** Source data follows **

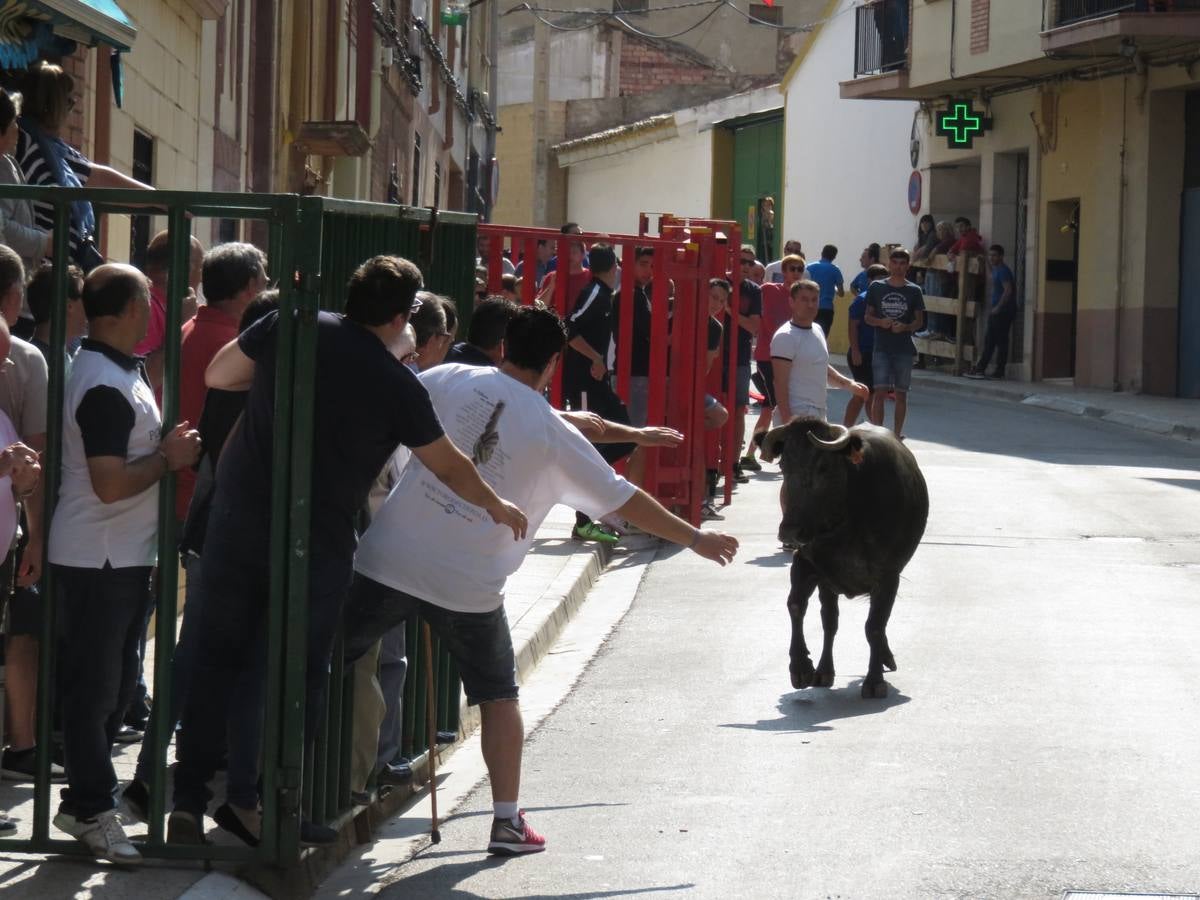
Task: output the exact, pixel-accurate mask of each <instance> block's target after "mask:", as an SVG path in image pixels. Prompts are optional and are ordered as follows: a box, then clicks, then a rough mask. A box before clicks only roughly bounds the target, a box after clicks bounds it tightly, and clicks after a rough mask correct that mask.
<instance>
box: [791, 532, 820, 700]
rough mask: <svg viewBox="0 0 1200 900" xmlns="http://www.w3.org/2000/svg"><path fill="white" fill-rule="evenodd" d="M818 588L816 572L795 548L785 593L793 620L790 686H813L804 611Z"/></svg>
mask: <svg viewBox="0 0 1200 900" xmlns="http://www.w3.org/2000/svg"><path fill="white" fill-rule="evenodd" d="M816 587H817V572H816V570H815V569H814V568H812V564H811V563H810V562H809V560H808V559H805V558H804V557H802V556H800V553H799V551H797V552H796V553H794V554H793V556H792V590H791V593H790V594H788V595H787V614H788V616H790V617H791V619H792V646H791V648H790V649H788V656H790V659H791V665H790V666H788V671H790V672H791V674H792V686H793V688H797V689H800V688H810V686H812V678H814V672H812V659H811V656H809V647H808V644H806V643H804V613H805V612H808V610H809V598H810V596H812V592H814V590H815V589H816Z"/></svg>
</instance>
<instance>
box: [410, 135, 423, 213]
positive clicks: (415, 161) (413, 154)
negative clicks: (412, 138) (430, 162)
mask: <svg viewBox="0 0 1200 900" xmlns="http://www.w3.org/2000/svg"><path fill="white" fill-rule="evenodd" d="M412 205H414V206H420V205H421V136H420V134H414V136H413V202H412Z"/></svg>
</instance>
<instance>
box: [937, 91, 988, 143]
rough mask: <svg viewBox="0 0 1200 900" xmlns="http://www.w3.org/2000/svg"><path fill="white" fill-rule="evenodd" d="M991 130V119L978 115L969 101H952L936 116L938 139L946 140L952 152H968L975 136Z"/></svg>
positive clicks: (938, 113) (960, 100)
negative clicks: (956, 151) (964, 151)
mask: <svg viewBox="0 0 1200 900" xmlns="http://www.w3.org/2000/svg"><path fill="white" fill-rule="evenodd" d="M990 130H991V119H985V118H984V116H982V115H979V114H978V113H977V112H976V110H974V107H973V106H971V101H970V100H955V101H952V102H950V104H949V107H947V108H946V109H943V110H941V112H938V113H937V115H936V127H935V131H936V132H937V136H938V137H942V138H946V143H947V145H948V146H949V148H950V149H952V150H970V149H971V148H973V146H974V139H976V136H978V134H983V133H984V132H985V131H990Z"/></svg>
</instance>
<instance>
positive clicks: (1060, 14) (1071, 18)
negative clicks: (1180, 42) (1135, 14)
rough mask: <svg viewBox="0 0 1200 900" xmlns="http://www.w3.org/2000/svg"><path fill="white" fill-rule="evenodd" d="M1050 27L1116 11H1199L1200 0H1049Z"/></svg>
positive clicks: (1053, 27) (1114, 12)
mask: <svg viewBox="0 0 1200 900" xmlns="http://www.w3.org/2000/svg"><path fill="white" fill-rule="evenodd" d="M1049 2H1050V5H1051V7H1052V10H1054V14H1052V16H1051V17H1050V22H1051V28H1058V26H1060V25H1070V24H1073V23H1075V22H1086V20H1087V19H1096V18H1100V17H1102V16H1112V14H1115V13H1118V12H1147V13H1156V12H1157V13H1170V12H1200V0H1049Z"/></svg>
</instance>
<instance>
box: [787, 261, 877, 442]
mask: <svg viewBox="0 0 1200 900" xmlns="http://www.w3.org/2000/svg"><path fill="white" fill-rule="evenodd" d="M820 298H821V286H820V284H817V283H816V282H815V281H809V280H806V278H805V280H802V281H798V282H796V283H794V284H792V288H791V296H790V299H788V304H790V306H791V308H792V318H791V320H790V322H786V323H784V324H782V325H781V326H780V328H779V330H778V331H776V332H775V336H774V337H773V338H772V340H770V362H772V367H773V370H774V372H775V401H776V406H775V419H774V424H775V425H776V426H779V425H784V424H786V422H788V421H791V420H792V419H794V418H796V416H798V415H811V416H815V418H817V419H824V418H826V390H827V389H828V388H845V389H846V390H848V391H853V394H854V396H857V397H862V398H863V400H864V401H865V400H866V397H868V396H869V395H870V390H869V389H868V386H866V385H865V384H860V383H858V382H853V380H851V379H850V378H846V376H844V374H842V373H841V372H839V371H838V370H836V368H834V367H833V366H830V365H829V347H828V346H827V344H826V337H824V332H823V331H822V330H821V329H820V328H814V325H812V323H814V322H816V317H817V310H818V308H820Z"/></svg>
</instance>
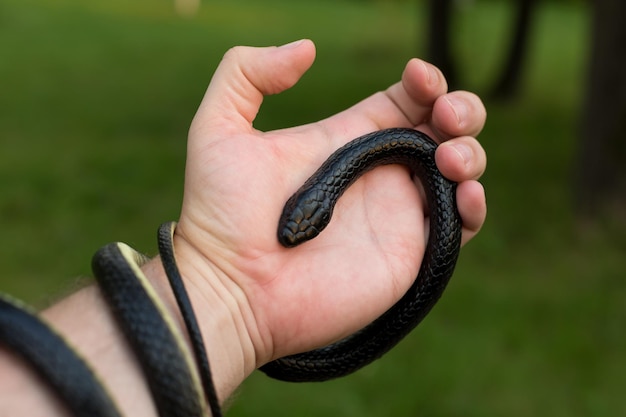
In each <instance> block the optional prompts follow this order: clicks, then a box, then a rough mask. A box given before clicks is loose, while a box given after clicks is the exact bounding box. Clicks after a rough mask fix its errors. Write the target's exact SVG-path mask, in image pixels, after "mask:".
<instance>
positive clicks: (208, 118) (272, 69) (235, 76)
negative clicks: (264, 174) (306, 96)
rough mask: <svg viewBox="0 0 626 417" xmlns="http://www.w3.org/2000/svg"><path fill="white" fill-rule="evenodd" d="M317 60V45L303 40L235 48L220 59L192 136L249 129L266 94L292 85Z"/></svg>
mask: <svg viewBox="0 0 626 417" xmlns="http://www.w3.org/2000/svg"><path fill="white" fill-rule="evenodd" d="M314 59H315V46H314V44H313V42H311V41H310V40H306V39H305V40H300V41H296V42H292V43H289V44H287V45H283V46H280V47H275V46H272V47H265V48H253V47H246V46H237V47H234V48H231V49H230V50H229V51H228V52H227V53H226V54H225V55H224V58H223V59H222V61H221V62H220V64H219V66H218V68H217V70H216V71H215V74H214V75H213V79H212V80H211V83H210V84H209V87H208V89H207V91H206V93H205V95H204V98H203V99H202V102H201V104H200V107H199V109H198V111H197V113H196V115H195V117H194V120H193V122H192V124H191V133H192V135H190V136H191V137H193V136H194V135H195V134H200V135H201V136H204V135H202V133H208V132H211V131H215V129H219V131H220V132H222V133H225V132H242V131H244V132H249V131H251V130H252V122H253V121H254V118H255V117H256V115H257V113H258V111H259V108H260V107H261V103H262V102H263V96H265V95H270V94H277V93H280V92H282V91H284V90H286V89H288V88H290V87H292V86H293V85H294V84H295V83H296V82H298V80H299V79H300V77H301V76H302V75H303V74H304V72H305V71H306V70H307V69H309V67H310V66H311V65H312V64H313V60H314Z"/></svg>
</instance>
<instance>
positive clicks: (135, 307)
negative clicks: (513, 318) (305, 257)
mask: <svg viewBox="0 0 626 417" xmlns="http://www.w3.org/2000/svg"><path fill="white" fill-rule="evenodd" d="M436 148H437V144H436V143H435V142H434V141H432V140H431V139H430V138H428V136H426V135H425V134H423V133H421V132H419V131H416V130H413V129H405V128H395V129H386V130H381V131H377V132H373V133H371V134H368V135H365V136H362V137H360V138H358V139H355V140H354V141H352V142H350V143H348V144H347V145H345V146H344V147H342V148H341V149H339V150H338V151H336V152H335V153H334V154H333V155H331V157H330V158H329V159H328V160H327V161H326V162H325V163H324V164H323V165H322V166H321V167H320V168H319V170H318V171H317V172H316V173H315V174H313V176H312V177H311V178H309V180H307V181H306V183H305V184H304V185H303V186H302V188H300V190H298V191H297V192H296V193H295V194H294V195H293V196H292V197H291V198H290V199H289V200H288V201H287V203H286V204H285V208H284V211H283V214H282V216H281V217H280V221H279V227H278V239H279V241H280V242H281V243H282V244H283V245H285V246H287V247H291V246H295V245H299V244H301V243H303V242H305V241H307V240H309V239H312V238H314V237H315V236H317V235H318V234H319V233H320V232H321V231H322V230H323V229H324V228H325V227H326V225H327V224H328V223H329V221H330V218H331V216H332V211H333V207H334V205H335V203H336V201H337V200H338V199H339V198H340V197H341V195H342V193H343V192H344V191H345V190H346V189H347V188H348V187H349V186H350V185H351V184H352V183H353V182H354V181H356V180H357V179H358V178H359V177H360V176H361V175H362V174H364V173H365V172H367V171H369V170H371V169H373V168H375V167H376V166H379V165H382V164H403V165H406V166H408V167H409V168H410V170H411V172H412V173H413V174H415V175H416V176H417V177H418V178H419V179H420V180H421V182H422V186H423V189H424V192H425V195H426V199H427V202H428V206H429V216H430V218H429V240H428V244H427V246H426V251H425V254H424V257H423V260H422V264H421V267H420V270H419V273H418V275H417V278H416V279H415V281H414V283H413V284H412V285H411V287H410V288H409V290H408V291H407V293H406V294H405V295H404V296H403V297H402V298H401V299H400V300H399V301H398V302H397V303H396V304H395V305H394V306H392V307H391V308H390V309H389V310H388V311H387V312H385V313H384V314H383V315H382V316H381V317H379V318H378V319H376V320H375V321H374V322H372V323H371V324H370V325H368V326H366V327H365V328H364V329H362V330H360V331H359V332H357V333H355V334H354V335H352V336H349V337H347V338H346V339H343V340H341V341H339V342H337V343H334V344H331V345H329V346H326V347H323V348H320V349H316V350H313V351H310V352H304V353H300V354H296V355H291V356H287V357H283V358H279V359H277V360H274V361H272V362H270V363H268V364H266V365H264V366H263V367H261V370H262V371H263V372H265V373H266V374H267V375H269V376H271V377H273V378H277V379H282V380H287V381H324V380H327V379H331V378H336V377H340V376H343V375H347V374H349V373H351V372H354V371H356V370H358V369H359V368H361V367H363V366H365V365H367V364H368V363H370V362H372V361H373V360H375V359H377V358H379V357H380V356H382V355H383V354H384V353H385V352H387V351H388V350H389V349H391V348H392V347H393V346H395V345H396V344H397V343H398V342H399V341H400V340H401V339H402V338H403V337H404V336H406V335H407V334H408V333H409V332H410V331H411V330H412V329H413V328H414V327H415V326H416V325H417V324H418V323H419V322H420V321H421V320H422V319H423V318H424V316H426V314H428V312H429V311H430V309H431V308H432V307H433V305H434V304H435V303H436V301H437V300H438V299H439V297H440V296H441V294H442V292H443V290H444V289H445V287H446V285H447V283H448V280H449V279H450V277H451V275H452V272H453V269H454V266H455V263H456V260H457V257H458V253H459V248H460V242H461V220H460V217H459V214H458V212H457V209H456V204H455V191H456V184H455V183H453V182H451V181H449V180H447V179H446V178H444V177H443V176H442V175H441V173H440V172H439V171H438V170H437V167H436V165H435V160H434V153H435V150H436ZM390 186H393V185H390ZM390 215H393V214H392V213H390ZM174 227H175V225H174V224H173V223H170V224H165V225H164V226H162V227H161V229H160V230H159V251H160V253H161V259H162V261H163V264H164V267H165V270H166V272H167V275H168V278H169V279H170V283H171V285H172V287H173V289H174V292H175V295H176V298H177V301H178V302H179V307H180V310H181V313H182V315H183V318H184V320H185V324H186V326H187V330H188V332H189V334H190V337H191V341H192V347H193V350H192V351H190V350H189V348H188V347H187V344H186V343H185V342H184V337H183V336H182V334H181V332H180V331H178V330H177V329H176V328H175V326H173V325H172V322H173V320H172V318H171V317H169V315H168V313H167V311H166V309H165V308H163V306H162V303H161V301H160V300H158V297H157V296H156V293H155V292H154V290H153V289H152V288H151V285H150V283H149V282H148V280H147V279H146V278H145V277H144V276H143V275H142V272H141V270H140V265H141V264H142V262H144V261H145V258H144V257H142V256H141V255H139V254H138V253H136V252H135V251H134V250H132V249H131V248H130V247H128V246H126V245H124V244H122V243H113V244H109V245H107V246H105V247H104V248H103V249H101V250H99V251H98V253H97V254H96V255H95V256H94V259H93V267H94V274H95V275H96V277H97V279H98V283H99V285H100V286H101V288H102V291H103V294H104V295H105V298H106V300H107V302H108V304H109V305H110V306H111V309H112V311H113V312H114V314H115V315H116V319H117V320H118V322H119V325H120V326H121V327H122V329H123V331H124V333H125V335H126V337H127V338H128V339H129V341H130V342H131V346H132V347H133V349H134V350H135V353H136V355H137V357H138V359H139V362H140V363H141V365H142V367H143V369H144V373H145V375H146V378H147V379H148V382H149V387H150V389H151V392H152V395H153V397H154V399H155V404H156V405H157V408H158V409H159V415H160V416H162V417H164V416H181V417H182V416H185V417H192V416H206V415H208V413H209V410H210V413H211V415H213V416H214V417H218V416H220V415H221V410H220V407H219V404H218V403H217V397H216V394H215V390H214V387H213V386H212V380H211V375H210V368H209V366H208V360H207V359H206V353H205V349H204V346H203V345H202V337H201V334H200V333H199V330H198V326H197V323H196V322H195V316H194V314H193V309H192V307H191V304H190V303H189V299H188V298H187V296H186V292H185V290H184V286H183V283H182V279H181V277H180V276H179V274H178V270H177V267H176V262H175V257H174V248H173V245H172V235H173V232H174ZM416 239H421V237H416ZM384 278H385V277H381V279H384ZM294 279H297V278H294ZM35 340H37V341H38V344H39V345H40V348H37V346H34V345H35V343H34V341H35ZM0 343H4V344H5V345H6V346H7V347H9V348H10V349H12V350H13V351H14V352H16V353H17V354H19V355H22V356H23V357H24V358H25V359H26V360H27V361H28V362H29V363H30V364H31V365H32V366H33V368H34V369H35V370H36V371H37V372H38V373H39V374H40V375H42V376H43V377H44V379H45V380H47V381H48V382H49V384H50V385H51V386H52V388H53V389H54V390H55V392H56V393H57V395H58V396H59V398H61V399H62V400H63V401H64V402H66V403H67V404H68V405H69V409H70V410H72V411H73V413H74V414H75V415H77V416H98V415H101V416H107V417H117V416H119V412H118V410H117V409H116V407H115V405H114V403H113V402H112V401H110V398H108V394H107V391H106V389H104V388H102V386H101V384H100V382H99V381H98V379H97V377H95V376H94V375H93V374H92V372H91V371H90V368H89V367H88V366H87V365H86V364H85V363H84V362H83V361H82V360H81V359H80V357H79V356H78V354H76V353H75V352H74V351H73V349H72V348H71V347H70V346H69V345H67V343H65V341H64V340H63V339H62V338H60V337H59V336H58V335H56V334H55V333H54V331H53V330H52V329H51V328H50V326H48V325H47V324H46V323H44V322H42V321H40V320H39V319H38V317H37V316H36V314H35V313H33V312H32V311H30V310H29V309H27V308H24V306H22V305H21V304H20V303H17V302H15V301H14V300H11V299H10V298H6V297H4V298H2V297H0ZM50 355H53V356H54V357H55V358H56V360H55V361H51V360H47V359H46V357H48V356H50ZM164 355H167V358H168V359H167V361H166V360H164V359H163V358H164ZM58 360H62V361H63V363H62V364H59V363H58ZM166 362H167V363H166ZM194 362H195V365H196V366H194ZM67 367H70V368H71V369H72V372H69V371H68V369H66V368H67ZM74 370H75V371H74ZM198 374H200V375H198ZM66 376H67V377H71V378H73V380H72V381H71V383H64V377H66ZM207 403H208V404H209V407H208V408H207V406H206V404H207ZM93 410H98V411H97V412H94V411H93Z"/></svg>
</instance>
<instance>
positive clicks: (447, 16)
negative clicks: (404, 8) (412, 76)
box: [427, 0, 457, 87]
mask: <svg viewBox="0 0 626 417" xmlns="http://www.w3.org/2000/svg"><path fill="white" fill-rule="evenodd" d="M427 7H428V36H427V42H428V45H427V54H428V59H429V60H430V62H431V63H433V64H434V65H436V66H437V67H439V69H440V70H441V71H442V72H443V74H444V75H445V77H446V79H447V80H448V85H449V86H451V87H452V86H455V85H456V84H457V79H456V75H457V74H456V69H455V66H454V60H453V59H452V41H451V36H452V30H451V25H452V0H429V2H428V5H427Z"/></svg>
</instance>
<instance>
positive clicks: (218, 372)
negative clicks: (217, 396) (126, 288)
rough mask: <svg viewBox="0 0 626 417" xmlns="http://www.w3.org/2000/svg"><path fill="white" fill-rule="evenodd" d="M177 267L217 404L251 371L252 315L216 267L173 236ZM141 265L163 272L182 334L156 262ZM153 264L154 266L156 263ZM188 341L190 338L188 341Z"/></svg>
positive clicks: (187, 240) (226, 279)
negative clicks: (208, 362)
mask: <svg viewBox="0 0 626 417" xmlns="http://www.w3.org/2000/svg"><path fill="white" fill-rule="evenodd" d="M174 248H175V254H176V263H177V265H178V269H179V271H180V274H181V276H182V278H183V281H184V283H185V287H186V288H187V293H188V295H189V298H190V301H191V304H192V306H193V309H194V313H195V315H196V318H197V321H198V325H199V327H200V331H201V333H202V339H203V342H204V345H205V349H206V352H207V356H208V360H209V364H210V367H211V373H212V376H213V383H214V385H215V389H216V391H217V395H218V398H219V399H220V402H224V400H225V399H227V398H228V397H229V396H230V395H231V394H232V393H233V392H234V390H235V389H236V388H237V387H238V386H239V385H240V384H241V383H242V382H243V381H244V379H245V378H246V377H248V376H249V375H250V374H251V373H252V372H253V371H254V370H255V369H256V354H255V347H254V343H253V338H252V337H251V334H250V332H249V327H248V324H249V323H250V319H251V317H252V315H251V314H250V313H249V312H250V308H249V305H248V303H247V298H246V297H245V294H244V293H243V291H242V290H241V288H240V287H239V286H237V285H236V284H235V283H234V282H233V281H232V280H230V279H229V278H228V276H227V275H226V274H225V273H223V272H222V271H221V270H220V269H219V268H217V267H215V265H214V264H212V263H211V262H210V261H209V260H208V259H207V258H205V257H204V256H203V255H202V254H201V253H200V252H199V251H197V250H196V249H195V247H194V246H193V245H192V244H191V243H190V242H189V241H188V240H186V239H185V238H184V237H183V236H181V235H180V234H179V233H177V234H176V235H175V236H174ZM153 261H154V262H150V263H149V264H148V265H146V267H147V268H149V270H150V269H153V268H154V269H155V270H154V271H151V272H150V273H153V274H155V275H157V276H158V275H159V274H162V275H163V279H160V280H159V281H160V282H161V283H163V282H164V286H165V287H166V289H165V291H164V292H163V293H162V294H165V293H166V295H165V297H167V304H168V307H169V308H170V309H171V311H172V312H173V314H174V317H176V319H177V322H178V323H179V325H180V326H181V328H183V329H184V333H185V334H186V335H187V333H186V330H185V325H184V323H183V319H182V316H181V313H180V310H179V309H178V306H177V305H176V301H175V299H174V297H173V294H172V292H171V290H170V288H169V284H168V282H167V278H166V277H164V275H165V274H164V271H163V268H162V266H161V264H160V260H159V259H155V260H153ZM156 261H158V262H156ZM187 341H188V343H189V339H187Z"/></svg>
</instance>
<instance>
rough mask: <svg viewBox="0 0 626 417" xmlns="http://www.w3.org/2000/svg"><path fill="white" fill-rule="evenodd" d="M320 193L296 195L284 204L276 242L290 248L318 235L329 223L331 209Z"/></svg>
mask: <svg viewBox="0 0 626 417" xmlns="http://www.w3.org/2000/svg"><path fill="white" fill-rule="evenodd" d="M324 194H325V193H324V192H322V191H318V192H315V191H312V192H308V193H296V194H294V195H293V196H292V197H291V198H290V199H289V200H288V201H287V203H286V204H285V208H284V210H283V214H282V216H281V217H280V222H279V223H278V241H279V242H280V243H281V244H282V245H283V246H285V247H288V248H291V247H294V246H297V245H299V244H301V243H304V242H306V241H307V240H311V239H313V238H314V237H315V236H317V235H319V234H320V232H321V231H322V230H324V228H325V227H326V225H328V222H330V217H331V214H332V207H331V204H330V202H329V200H328V198H327V197H326V196H325V195H324Z"/></svg>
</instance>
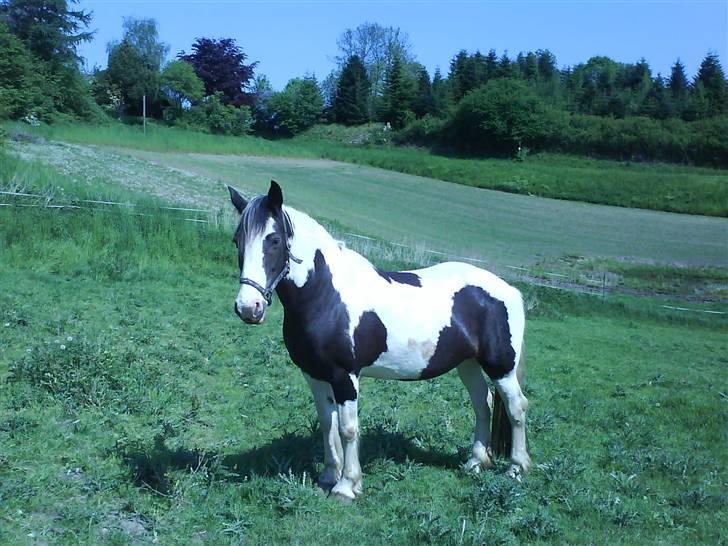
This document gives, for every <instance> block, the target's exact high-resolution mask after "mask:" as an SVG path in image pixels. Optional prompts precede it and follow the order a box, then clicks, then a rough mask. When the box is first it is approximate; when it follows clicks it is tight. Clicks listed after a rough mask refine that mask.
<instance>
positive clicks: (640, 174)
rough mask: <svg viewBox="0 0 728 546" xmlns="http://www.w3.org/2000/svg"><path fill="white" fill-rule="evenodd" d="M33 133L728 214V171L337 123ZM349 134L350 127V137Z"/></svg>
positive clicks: (718, 213) (656, 206)
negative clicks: (449, 156)
mask: <svg viewBox="0 0 728 546" xmlns="http://www.w3.org/2000/svg"><path fill="white" fill-rule="evenodd" d="M8 127H9V128H10V126H8ZM11 130H14V129H13V128H11ZM22 131H28V129H27V128H23V129H22ZM31 131H32V132H33V133H35V134H39V135H42V136H45V137H48V138H52V139H57V140H63V141H67V142H75V143H82V144H103V145H108V146H120V147H124V148H132V149H140V150H148V151H158V152H187V153H189V152H201V153H212V154H235V155H240V154H247V155H258V156H278V157H301V158H323V159H331V160H337V161H344V162H348V163H356V164H362V165H369V166H373V167H380V168H384V169H388V170H392V171H399V172H403V173H407V174H412V175H419V176H425V177H429V178H435V179H440V180H445V181H449V182H455V183H458V184H463V185H466V186H473V187H479V188H489V189H496V190H501V191H505V192H511V193H518V194H522V195H536V196H542V197H551V198H558V199H567V200H575V201H583V202H592V203H602V204H607V205H617V206H621V207H639V208H646V209H654V210H665V211H673V212H683V213H690V214H704V215H712V216H727V215H728V175H727V174H726V171H724V170H716V169H707V168H695V167H689V166H680V165H667V164H654V163H646V164H641V163H629V162H616V161H604V160H593V159H585V158H576V157H569V156H558V155H540V156H533V157H530V158H529V159H528V160H527V161H524V162H517V161H512V160H503V159H473V158H455V157H446V156H441V155H436V154H430V153H428V152H426V151H424V150H418V149H406V148H395V147H391V146H374V145H368V146H353V145H351V144H347V143H346V142H344V141H343V140H346V139H345V138H344V137H341V136H339V137H338V138H337V133H338V132H341V131H340V130H337V129H336V128H334V129H332V131H333V134H332V131H329V132H326V131H320V130H319V131H312V132H310V133H309V134H304V135H301V136H299V137H297V138H296V139H293V140H280V141H267V140H263V139H260V138H255V137H239V138H233V137H222V136H214V135H205V134H199V133H193V132H189V131H181V130H176V129H170V128H165V127H160V126H151V127H150V129H149V131H148V134H147V135H146V136H143V135H142V134H141V129H140V128H139V127H129V126H123V125H111V126H108V127H101V128H100V127H90V126H78V125H73V126H71V125H65V126H64V125H60V126H44V127H41V128H37V129H32V130H31ZM364 132H365V133H366V132H367V131H366V130H364ZM349 133H350V132H347V131H344V134H345V135H349ZM346 138H349V137H348V136H347V137H346ZM342 139H343V140H342Z"/></svg>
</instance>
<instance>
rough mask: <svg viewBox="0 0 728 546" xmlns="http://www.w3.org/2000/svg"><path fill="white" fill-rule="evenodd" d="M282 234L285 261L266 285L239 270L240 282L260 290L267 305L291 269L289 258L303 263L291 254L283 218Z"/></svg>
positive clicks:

** End of Source data **

Where pictures appear, drop them, and reproduce exactly only the lines running from the beginning of the data to the line that contains "box: [791, 532, 820, 700]", inclusive.

### Your response
Task: output the exact, pixel-accurate mask of each <instance> block's target after "mask:", as an SVG path in image pixels. Prompts are optional and are ordered as follows: a box, then clicks, then a rough mask. A box before clicks only roughly bounds the target, a box after clicks bounds it tightly, and clicks after a rough mask correct that mask.
<instance>
box: [791, 532, 820, 700]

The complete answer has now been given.